> _Task prompt_
Please quote only the lines that start at the one with "dark suit in" and go on to the last line of the data, both ends kept.

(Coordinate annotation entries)
<<<<
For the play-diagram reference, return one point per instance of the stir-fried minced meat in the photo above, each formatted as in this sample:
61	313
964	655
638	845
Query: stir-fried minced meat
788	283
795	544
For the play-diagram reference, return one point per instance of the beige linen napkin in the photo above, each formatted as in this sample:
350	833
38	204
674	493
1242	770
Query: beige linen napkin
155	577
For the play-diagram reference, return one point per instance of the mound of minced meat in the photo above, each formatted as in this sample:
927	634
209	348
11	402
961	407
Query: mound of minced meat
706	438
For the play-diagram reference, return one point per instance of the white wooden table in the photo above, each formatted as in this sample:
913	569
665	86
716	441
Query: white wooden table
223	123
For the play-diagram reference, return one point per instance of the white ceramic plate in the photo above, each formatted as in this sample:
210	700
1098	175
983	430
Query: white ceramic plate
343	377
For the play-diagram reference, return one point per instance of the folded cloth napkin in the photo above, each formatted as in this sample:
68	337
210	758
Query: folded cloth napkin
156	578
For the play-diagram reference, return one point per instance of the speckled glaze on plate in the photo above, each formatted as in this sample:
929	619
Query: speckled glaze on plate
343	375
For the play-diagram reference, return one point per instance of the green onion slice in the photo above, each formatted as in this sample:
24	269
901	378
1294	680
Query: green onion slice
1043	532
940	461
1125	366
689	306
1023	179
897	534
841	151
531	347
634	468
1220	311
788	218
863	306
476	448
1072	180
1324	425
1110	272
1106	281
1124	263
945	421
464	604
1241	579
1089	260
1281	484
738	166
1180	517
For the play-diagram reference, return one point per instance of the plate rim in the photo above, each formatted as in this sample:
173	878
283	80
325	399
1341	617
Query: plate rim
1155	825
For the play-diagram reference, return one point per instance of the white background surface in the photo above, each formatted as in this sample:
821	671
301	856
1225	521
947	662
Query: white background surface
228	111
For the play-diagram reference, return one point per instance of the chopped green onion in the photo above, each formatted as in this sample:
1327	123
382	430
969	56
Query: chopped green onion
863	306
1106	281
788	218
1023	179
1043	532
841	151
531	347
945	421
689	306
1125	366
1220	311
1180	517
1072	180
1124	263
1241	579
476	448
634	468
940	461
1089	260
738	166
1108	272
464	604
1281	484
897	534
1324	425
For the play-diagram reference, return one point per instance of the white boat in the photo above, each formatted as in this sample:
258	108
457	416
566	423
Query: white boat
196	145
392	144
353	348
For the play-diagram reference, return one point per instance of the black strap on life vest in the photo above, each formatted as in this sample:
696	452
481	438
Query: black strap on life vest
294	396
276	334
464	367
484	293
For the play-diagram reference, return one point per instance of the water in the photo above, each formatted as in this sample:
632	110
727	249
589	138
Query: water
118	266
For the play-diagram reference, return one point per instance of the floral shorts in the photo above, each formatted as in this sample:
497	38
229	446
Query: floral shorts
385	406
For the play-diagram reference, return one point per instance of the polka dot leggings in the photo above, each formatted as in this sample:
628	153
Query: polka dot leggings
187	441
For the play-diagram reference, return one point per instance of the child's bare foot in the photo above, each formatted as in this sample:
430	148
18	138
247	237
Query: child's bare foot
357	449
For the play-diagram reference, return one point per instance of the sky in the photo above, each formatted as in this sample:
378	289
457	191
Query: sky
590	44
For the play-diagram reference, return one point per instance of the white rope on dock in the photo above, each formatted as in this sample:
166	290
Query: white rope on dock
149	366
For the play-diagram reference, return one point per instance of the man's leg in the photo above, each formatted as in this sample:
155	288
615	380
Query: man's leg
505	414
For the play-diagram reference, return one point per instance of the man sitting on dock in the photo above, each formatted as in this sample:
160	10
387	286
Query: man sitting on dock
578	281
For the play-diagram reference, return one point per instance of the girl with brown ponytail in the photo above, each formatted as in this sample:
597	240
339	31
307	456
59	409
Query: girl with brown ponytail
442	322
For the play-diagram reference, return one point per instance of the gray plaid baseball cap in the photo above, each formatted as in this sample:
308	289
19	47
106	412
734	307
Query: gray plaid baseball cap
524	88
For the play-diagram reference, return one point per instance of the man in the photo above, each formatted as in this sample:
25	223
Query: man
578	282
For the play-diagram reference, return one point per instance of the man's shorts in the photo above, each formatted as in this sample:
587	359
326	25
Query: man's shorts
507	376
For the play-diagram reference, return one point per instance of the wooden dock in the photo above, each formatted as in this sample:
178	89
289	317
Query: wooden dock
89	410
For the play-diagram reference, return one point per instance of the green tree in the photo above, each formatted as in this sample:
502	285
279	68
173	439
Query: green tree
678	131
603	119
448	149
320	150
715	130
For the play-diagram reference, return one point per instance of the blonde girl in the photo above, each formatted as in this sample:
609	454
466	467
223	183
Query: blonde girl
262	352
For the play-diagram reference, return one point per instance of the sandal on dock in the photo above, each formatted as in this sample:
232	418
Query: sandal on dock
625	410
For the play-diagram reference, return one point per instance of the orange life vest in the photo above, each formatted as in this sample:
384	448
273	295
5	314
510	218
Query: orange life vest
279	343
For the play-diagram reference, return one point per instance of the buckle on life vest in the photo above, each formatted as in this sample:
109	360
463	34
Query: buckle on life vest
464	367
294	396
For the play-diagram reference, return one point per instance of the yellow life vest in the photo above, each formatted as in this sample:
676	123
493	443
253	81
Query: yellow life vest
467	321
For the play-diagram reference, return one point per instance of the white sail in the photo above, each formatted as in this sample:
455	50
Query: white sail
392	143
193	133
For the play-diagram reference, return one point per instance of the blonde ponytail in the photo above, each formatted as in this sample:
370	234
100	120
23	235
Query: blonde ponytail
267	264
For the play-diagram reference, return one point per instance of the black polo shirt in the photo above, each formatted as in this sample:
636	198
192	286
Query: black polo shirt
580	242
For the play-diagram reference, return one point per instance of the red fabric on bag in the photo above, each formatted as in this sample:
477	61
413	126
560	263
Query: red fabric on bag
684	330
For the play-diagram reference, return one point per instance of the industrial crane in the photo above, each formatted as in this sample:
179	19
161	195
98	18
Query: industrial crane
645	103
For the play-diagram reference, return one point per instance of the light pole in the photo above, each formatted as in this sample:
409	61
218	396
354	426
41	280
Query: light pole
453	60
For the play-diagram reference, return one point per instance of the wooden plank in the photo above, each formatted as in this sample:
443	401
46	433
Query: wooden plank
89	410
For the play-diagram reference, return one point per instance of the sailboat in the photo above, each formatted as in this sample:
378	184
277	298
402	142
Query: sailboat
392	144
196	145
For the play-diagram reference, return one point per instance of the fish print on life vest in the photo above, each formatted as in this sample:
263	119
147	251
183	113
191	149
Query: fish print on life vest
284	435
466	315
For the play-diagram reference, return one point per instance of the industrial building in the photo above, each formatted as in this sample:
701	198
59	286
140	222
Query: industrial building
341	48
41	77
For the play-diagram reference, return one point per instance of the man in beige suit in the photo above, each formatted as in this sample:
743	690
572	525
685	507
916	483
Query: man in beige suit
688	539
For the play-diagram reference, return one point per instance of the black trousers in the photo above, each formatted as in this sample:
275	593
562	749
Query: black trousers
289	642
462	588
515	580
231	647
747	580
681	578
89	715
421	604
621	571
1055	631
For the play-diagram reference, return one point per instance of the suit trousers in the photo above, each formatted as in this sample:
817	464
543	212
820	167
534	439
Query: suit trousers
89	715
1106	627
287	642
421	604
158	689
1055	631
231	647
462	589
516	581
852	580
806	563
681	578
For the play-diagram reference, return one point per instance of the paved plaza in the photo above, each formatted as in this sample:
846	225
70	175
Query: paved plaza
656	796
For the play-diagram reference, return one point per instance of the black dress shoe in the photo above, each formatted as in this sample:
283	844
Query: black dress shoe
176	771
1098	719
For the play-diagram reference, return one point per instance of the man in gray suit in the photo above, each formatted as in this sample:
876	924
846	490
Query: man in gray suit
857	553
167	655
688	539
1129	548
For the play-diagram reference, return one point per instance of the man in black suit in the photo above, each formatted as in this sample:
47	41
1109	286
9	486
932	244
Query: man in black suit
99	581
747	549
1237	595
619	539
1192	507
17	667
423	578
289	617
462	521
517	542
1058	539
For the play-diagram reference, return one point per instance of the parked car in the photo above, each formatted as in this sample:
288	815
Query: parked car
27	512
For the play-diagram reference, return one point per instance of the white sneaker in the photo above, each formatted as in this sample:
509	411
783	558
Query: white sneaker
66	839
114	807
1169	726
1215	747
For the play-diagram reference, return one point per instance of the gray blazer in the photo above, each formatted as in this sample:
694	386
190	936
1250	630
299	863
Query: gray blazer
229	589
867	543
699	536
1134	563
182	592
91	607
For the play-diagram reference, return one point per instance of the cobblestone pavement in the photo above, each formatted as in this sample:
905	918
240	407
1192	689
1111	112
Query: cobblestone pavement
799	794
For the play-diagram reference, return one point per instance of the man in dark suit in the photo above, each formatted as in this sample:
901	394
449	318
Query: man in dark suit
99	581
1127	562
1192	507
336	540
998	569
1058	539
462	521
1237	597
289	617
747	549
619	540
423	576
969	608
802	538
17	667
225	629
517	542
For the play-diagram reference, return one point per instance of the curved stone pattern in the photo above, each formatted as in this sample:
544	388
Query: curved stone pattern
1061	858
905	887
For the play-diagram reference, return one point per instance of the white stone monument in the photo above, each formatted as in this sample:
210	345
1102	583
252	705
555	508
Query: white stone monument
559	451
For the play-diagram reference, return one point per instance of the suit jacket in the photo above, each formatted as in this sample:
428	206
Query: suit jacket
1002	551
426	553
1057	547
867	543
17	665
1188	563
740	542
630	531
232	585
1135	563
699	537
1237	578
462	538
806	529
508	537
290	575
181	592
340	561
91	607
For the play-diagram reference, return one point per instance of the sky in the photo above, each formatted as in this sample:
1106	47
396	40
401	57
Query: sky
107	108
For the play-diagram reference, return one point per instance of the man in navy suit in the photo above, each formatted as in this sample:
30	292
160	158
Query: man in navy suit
>>>>
> _Expected answer_
For the play-diagram reference, return one point per instance of the man in dark suit in the photo above, each formatted as in this sample:
901	394
449	318
Query: man in dark suit
99	581
1127	562
1192	507
336	540
998	569
1058	539
462	521
1237	597
289	617
747	549
619	540
423	576
969	608
802	538
17	667
225	629
517	542
For the play-diagram reference, return one point per instance of the curved stone pattern in the photo above, each formatted as in this sample:
544	388
Query: curved stone pattern
1061	858
905	887
For the play-diagram reference, return one point per instance of the white stone monument in the photo above, each formatted as in this sample:
210	345
1102	583
252	705
555	508
Query: white stone monument
559	451
For the play-diagram reference, return one point per instance of the suit jacket in the photo above, each formatted as in this sample:
428	206
Query: suit jacket
1002	551
426	553
1057	547
867	543
17	665
1188	563
740	542
630	531
232	585
1135	563
699	537
1237	578
462	538
806	529
508	537
290	575
181	592
340	561
91	607
For the play-diagram reference, return one point per instance of the sky in the photo above, each formatted as in this sample:
1106	47
396	40
401	57
Query: sky
107	108
For the play-diagram reference, return one point per instance of the man in navy suit in the photo above, each formatted as in this sample:
30	292
160	158
Query: man in navy suit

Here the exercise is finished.